--- The exercise ---
Rewrite the records below as a numbered list with each line as its own item, and leave out the blank lines.

--- Recorded data ---
....
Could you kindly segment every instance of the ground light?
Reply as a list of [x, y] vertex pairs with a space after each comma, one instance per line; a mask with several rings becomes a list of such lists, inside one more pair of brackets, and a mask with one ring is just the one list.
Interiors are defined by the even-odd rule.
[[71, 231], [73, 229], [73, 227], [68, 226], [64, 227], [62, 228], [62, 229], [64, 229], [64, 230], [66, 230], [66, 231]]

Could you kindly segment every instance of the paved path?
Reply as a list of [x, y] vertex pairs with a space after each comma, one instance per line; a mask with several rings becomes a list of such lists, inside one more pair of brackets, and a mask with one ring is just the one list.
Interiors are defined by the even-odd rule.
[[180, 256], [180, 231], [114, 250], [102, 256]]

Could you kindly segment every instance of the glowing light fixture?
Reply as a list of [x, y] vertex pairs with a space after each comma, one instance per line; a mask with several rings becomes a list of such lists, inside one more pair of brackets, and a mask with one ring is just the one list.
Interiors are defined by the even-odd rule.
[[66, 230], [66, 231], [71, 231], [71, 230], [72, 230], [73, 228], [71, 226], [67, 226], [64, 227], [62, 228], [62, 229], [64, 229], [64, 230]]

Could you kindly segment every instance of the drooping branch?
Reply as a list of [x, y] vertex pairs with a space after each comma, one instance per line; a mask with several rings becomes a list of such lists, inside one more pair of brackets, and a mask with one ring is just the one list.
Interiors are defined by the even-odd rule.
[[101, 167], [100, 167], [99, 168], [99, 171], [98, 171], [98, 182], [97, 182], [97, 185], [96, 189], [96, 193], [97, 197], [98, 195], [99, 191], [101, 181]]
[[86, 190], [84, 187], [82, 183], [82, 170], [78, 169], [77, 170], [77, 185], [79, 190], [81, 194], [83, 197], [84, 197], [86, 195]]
....
--- Output ---
1. Could you kindly segment every instance of the ground light?
2. Reply as a list of [x, y] vertex pairs with a space after each comma, one instance per line; a mask with several rings becomes a list of such lists, inside one more pair of brackets, and a mask with one ring is just the one list.
3. Interiors are defined by the even-odd rule.
4. [[71, 231], [73, 229], [73, 227], [68, 226], [64, 227], [62, 228], [62, 229], [64, 229], [64, 230], [66, 230], [66, 231]]
5. Could you kindly segment every instance of the paved path?
6. Reply as a list of [x, y] vertex pairs with a space after each comma, one instance per line; a mask with several rings becomes a list of such lists, inside one more pair of brackets, and a mask with one ring is just the one list.
7. Interiors are defined by the even-odd rule.
8. [[180, 256], [180, 231], [114, 250], [102, 256]]
9. Could you kindly segment every instance of the glowing light fixture?
10. Reply as a list of [x, y] vertex pairs with a space after each comma, one instance per line; a mask with several rings becomes a list of such lists, inside one more pair of brackets, and a mask with one ring is just the one list.
11. Interiors are defined by the even-odd rule.
12. [[66, 230], [66, 231], [71, 231], [71, 230], [72, 230], [73, 228], [71, 226], [67, 226], [64, 227], [62, 228], [62, 229], [64, 229], [64, 230]]
13. Could you kindly segment every instance of the drooping branch?
14. Reply as a list of [x, y] vertex pairs with a space after each comma, one instance per line; a mask with several rings becomes a list of such lists, inside one more pair of brackets, and a mask with one ring is just the one list.
15. Interiors are defined by the even-odd rule.
16. [[101, 167], [100, 167], [99, 168], [99, 171], [98, 171], [98, 182], [97, 182], [97, 185], [96, 189], [96, 193], [97, 197], [98, 195], [99, 191], [101, 181]]
17. [[86, 190], [84, 187], [82, 183], [82, 170], [78, 169], [77, 170], [77, 185], [79, 190], [81, 194], [83, 197], [84, 197], [86, 195]]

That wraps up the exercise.